*EXERCISE TASK*
Return exactly the span of lines that opens with the line containing "Query: tree" and closes with the last line of the data, inclusive.

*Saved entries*
====

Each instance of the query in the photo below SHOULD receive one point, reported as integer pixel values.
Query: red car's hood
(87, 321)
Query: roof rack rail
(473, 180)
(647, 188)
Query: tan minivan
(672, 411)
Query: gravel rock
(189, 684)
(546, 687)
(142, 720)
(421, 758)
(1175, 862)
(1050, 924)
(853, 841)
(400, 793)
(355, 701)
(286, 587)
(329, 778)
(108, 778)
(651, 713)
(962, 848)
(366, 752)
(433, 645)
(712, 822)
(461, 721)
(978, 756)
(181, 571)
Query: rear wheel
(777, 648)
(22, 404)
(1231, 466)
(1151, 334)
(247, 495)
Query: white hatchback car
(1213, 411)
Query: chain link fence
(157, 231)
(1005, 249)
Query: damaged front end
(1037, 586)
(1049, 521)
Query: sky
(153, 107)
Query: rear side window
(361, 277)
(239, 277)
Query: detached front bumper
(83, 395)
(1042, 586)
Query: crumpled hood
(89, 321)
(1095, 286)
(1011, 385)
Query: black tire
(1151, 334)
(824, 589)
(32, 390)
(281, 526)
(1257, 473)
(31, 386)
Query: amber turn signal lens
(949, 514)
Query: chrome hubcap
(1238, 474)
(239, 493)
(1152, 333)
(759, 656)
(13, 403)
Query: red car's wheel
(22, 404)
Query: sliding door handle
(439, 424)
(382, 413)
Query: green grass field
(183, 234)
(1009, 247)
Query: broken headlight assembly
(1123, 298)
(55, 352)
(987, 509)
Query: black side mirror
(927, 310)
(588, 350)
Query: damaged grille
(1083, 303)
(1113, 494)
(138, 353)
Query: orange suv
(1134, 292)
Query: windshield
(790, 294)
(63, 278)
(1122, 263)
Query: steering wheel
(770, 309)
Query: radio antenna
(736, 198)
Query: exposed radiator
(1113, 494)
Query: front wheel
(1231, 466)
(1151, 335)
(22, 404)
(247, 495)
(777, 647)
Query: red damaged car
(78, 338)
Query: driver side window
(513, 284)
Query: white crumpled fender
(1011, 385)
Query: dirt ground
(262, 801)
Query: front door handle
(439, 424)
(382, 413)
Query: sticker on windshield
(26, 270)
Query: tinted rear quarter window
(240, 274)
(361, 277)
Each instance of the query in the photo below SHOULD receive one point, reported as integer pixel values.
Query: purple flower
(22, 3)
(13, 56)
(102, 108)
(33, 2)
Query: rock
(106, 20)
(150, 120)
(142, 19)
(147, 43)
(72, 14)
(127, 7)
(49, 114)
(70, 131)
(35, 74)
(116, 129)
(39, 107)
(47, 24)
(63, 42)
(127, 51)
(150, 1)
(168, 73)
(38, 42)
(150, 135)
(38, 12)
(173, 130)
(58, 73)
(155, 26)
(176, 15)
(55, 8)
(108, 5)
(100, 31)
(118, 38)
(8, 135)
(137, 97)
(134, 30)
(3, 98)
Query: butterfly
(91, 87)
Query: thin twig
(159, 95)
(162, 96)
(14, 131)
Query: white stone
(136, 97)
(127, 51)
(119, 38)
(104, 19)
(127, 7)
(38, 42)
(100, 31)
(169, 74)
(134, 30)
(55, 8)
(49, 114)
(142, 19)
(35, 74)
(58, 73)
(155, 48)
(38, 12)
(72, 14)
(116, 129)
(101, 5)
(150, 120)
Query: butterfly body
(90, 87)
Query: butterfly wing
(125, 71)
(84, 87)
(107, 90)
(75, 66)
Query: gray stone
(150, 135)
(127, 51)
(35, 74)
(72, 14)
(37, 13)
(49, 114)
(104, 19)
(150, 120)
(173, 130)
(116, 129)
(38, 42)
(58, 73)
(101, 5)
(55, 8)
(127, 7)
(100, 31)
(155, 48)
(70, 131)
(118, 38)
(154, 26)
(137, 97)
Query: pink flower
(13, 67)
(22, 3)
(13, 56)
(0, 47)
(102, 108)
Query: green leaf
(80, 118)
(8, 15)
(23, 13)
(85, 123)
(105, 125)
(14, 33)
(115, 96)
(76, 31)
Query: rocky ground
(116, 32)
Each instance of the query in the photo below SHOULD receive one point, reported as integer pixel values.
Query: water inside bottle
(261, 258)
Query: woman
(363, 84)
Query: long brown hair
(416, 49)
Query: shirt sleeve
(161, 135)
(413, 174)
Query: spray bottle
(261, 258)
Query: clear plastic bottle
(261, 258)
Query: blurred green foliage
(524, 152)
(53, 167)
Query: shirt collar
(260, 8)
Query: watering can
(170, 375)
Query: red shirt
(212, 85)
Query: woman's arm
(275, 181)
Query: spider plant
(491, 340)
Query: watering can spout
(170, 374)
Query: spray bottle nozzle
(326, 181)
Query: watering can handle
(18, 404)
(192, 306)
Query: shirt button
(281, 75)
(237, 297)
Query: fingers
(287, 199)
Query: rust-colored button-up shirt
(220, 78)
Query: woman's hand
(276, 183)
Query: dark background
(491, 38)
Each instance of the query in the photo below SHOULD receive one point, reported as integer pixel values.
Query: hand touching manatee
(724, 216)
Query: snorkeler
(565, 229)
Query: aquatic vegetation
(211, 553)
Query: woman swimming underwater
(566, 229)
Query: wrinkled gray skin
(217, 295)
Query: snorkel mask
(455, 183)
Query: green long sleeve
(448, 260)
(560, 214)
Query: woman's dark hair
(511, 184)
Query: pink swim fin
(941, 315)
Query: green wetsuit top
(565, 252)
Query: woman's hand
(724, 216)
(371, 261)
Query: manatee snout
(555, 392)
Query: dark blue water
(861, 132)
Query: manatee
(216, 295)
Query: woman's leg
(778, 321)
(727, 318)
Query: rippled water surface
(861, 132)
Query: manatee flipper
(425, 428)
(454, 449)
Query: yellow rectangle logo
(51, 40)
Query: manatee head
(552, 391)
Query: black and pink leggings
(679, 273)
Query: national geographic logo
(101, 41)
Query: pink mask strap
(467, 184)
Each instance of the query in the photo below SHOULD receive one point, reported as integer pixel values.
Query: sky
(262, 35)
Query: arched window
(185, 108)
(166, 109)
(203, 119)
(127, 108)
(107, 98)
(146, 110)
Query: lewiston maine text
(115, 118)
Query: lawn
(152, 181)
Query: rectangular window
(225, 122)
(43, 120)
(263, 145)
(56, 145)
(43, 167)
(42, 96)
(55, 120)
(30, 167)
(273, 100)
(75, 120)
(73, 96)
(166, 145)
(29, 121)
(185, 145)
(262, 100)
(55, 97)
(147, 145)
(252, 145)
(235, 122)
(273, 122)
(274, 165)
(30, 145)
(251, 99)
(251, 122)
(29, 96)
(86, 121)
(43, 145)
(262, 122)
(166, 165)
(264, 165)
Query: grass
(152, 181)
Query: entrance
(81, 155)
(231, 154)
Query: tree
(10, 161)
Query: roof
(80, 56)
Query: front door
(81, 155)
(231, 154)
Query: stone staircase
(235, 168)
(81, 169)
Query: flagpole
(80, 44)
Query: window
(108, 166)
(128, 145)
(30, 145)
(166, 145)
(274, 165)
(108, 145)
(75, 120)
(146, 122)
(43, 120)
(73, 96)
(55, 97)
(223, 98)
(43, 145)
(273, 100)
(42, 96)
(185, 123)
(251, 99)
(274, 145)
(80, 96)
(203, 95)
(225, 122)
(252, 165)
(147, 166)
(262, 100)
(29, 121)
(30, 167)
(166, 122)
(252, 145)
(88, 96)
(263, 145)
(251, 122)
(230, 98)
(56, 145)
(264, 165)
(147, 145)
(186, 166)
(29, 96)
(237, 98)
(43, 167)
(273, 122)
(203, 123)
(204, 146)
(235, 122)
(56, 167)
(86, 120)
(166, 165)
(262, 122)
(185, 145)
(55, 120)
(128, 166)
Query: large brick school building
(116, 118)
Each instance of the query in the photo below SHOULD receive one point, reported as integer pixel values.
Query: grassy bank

====

*CORRECT RESULT*
Query: tree
(10, 161)
Query: roof
(80, 56)
Query: front door
(81, 155)
(231, 154)
Query: stone staircase
(235, 168)
(81, 169)
Query: flagpole
(80, 44)
Query: window
(108, 166)
(128, 145)
(30, 145)
(166, 145)
(274, 165)
(108, 145)
(75, 120)
(146, 122)
(43, 120)
(73, 96)
(55, 97)
(223, 98)
(43, 145)
(273, 100)
(42, 96)
(185, 123)
(251, 99)
(274, 145)
(80, 96)
(203, 95)
(225, 122)
(252, 165)
(147, 166)
(262, 100)
(29, 121)
(30, 167)
(166, 122)
(252, 145)
(88, 96)
(263, 145)
(251, 122)
(230, 98)
(56, 145)
(264, 165)
(147, 145)
(186, 166)
(29, 96)
(237, 98)
(43, 167)
(273, 122)
(203, 123)
(204, 146)
(235, 122)
(56, 167)
(86, 120)
(166, 165)
(262, 122)
(185, 145)
(55, 120)
(128, 166)
Query: large brick school building
(116, 118)
Each instance of the query in the photo below SHOULD receive one point, reported as integer pixel values.
Query: grassy bank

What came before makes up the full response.